__Objective__:
Print the listing as it stands, omitting all images.

__Provided records__:
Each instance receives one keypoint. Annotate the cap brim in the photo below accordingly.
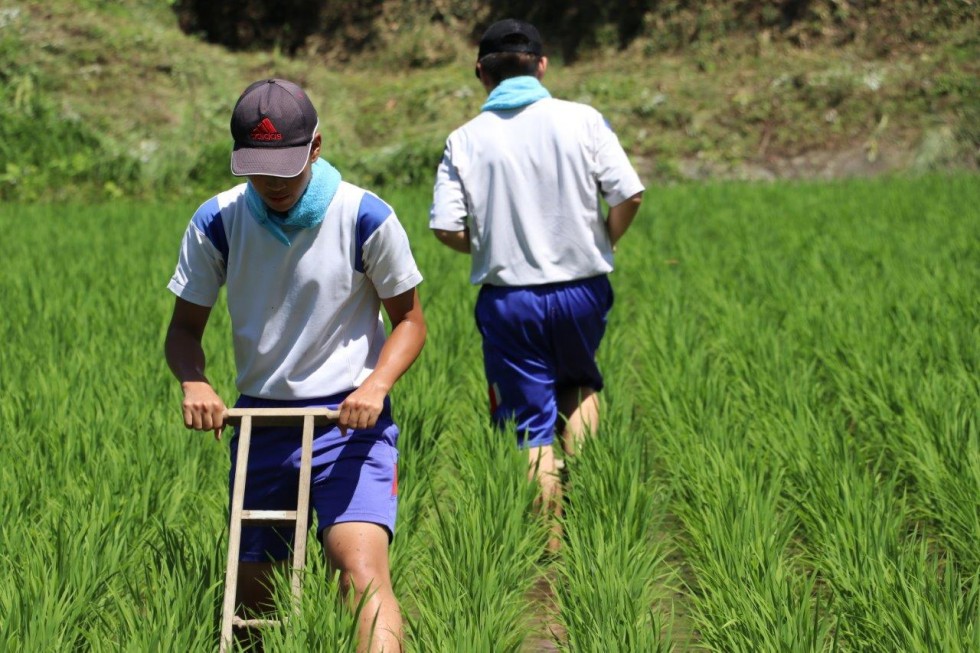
(272, 162)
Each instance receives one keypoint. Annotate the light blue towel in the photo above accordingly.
(514, 93)
(307, 212)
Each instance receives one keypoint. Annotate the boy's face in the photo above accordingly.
(281, 193)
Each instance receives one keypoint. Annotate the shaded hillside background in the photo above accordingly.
(109, 98)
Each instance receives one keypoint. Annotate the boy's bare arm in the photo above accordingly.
(621, 217)
(203, 409)
(362, 407)
(456, 240)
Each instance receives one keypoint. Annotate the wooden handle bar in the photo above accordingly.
(282, 416)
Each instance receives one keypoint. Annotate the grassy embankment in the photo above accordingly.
(105, 100)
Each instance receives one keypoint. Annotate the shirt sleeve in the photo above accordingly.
(386, 253)
(201, 265)
(618, 180)
(448, 211)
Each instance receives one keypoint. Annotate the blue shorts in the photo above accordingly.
(353, 478)
(538, 341)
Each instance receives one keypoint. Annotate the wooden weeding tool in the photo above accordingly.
(245, 419)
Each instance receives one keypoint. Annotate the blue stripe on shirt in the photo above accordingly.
(208, 220)
(370, 215)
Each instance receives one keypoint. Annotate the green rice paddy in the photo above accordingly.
(789, 457)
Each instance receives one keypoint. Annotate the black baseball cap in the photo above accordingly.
(273, 125)
(510, 35)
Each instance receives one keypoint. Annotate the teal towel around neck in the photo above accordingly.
(514, 93)
(307, 212)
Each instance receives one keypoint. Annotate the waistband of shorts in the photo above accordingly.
(552, 285)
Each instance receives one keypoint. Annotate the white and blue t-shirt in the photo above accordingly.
(527, 183)
(306, 317)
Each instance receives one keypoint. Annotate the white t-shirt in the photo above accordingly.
(306, 317)
(527, 183)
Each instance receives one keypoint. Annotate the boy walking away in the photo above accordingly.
(307, 261)
(519, 190)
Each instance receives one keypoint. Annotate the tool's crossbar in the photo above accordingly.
(281, 416)
(245, 419)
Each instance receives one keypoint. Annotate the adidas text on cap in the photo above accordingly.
(510, 35)
(273, 125)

__Answer to the problem__:
Each instance receives one keypoint. Annotate the cap brim in the photo below accordingly.
(272, 162)
Each instance receives one keypoint. Annotate the light blue towel in the photo above accordingly.
(514, 93)
(307, 212)
Each instance receives one keypoint. Annotate the boy's face in the photo above accordingly.
(281, 193)
Each instance receives one keypoint. Annotate the shaded hillside background in the photo above accordingly.
(109, 98)
Each instance receives one keypoint. Annotate the boy's bare arm in the photo above accordingly.
(621, 217)
(203, 409)
(362, 407)
(456, 240)
Each instance receives one keypoint. Annotate the wooden handle bar in the photo above accordingly.
(282, 416)
Each instance receives one keypoint. Annotate the grassy embankment in the photo above accordingly.
(105, 100)
Each instance receives one keypoint. Annotate the shirt sleeve in the photo above accordingly.
(386, 253)
(201, 265)
(618, 180)
(448, 211)
Each instance receives one keypoint. Annotate the blue shorts in the photo above accordingly.
(353, 478)
(538, 341)
Each instance receives one keypoint. Annotate the wooden weeding tool in the photo above accordingly.
(245, 419)
Each instance receives one keypoint. Annotate the blue stripe on shirt in the photo above accordingly.
(208, 220)
(370, 215)
Each instance receives one keypoint. Annotate the green rice paddy in the photo above accordingly.
(789, 457)
Each instance receives one keypoint. Annotate the black baseball cap in the photo above accordingly.
(273, 125)
(510, 35)
Each instance receives one keypoint. Annotate the teal towel around neck in the photo above accordingly.
(514, 93)
(307, 212)
Each instance receives one keypoint. Annotate the waistband of shorts in the photo above accordingly.
(552, 285)
Each instance receives one keypoint. Annotate the white and blue t-shirt in the photo above accordingly.
(527, 183)
(306, 317)
Each instance receives one keypoint. Annotate the white t-shirt in the photo above accordingly.
(306, 317)
(527, 183)
Each instance receives one keypoint. Annotate the boy walking away in the photo above accordingly.
(307, 261)
(519, 190)
Each instance receives one keypoint. Annotate the tool's crossbar in the photo above accordingly.
(281, 416)
(245, 419)
Each instance receives one keypoint. Annotate the adidas text on cap in the photo above accordingly.
(510, 35)
(273, 125)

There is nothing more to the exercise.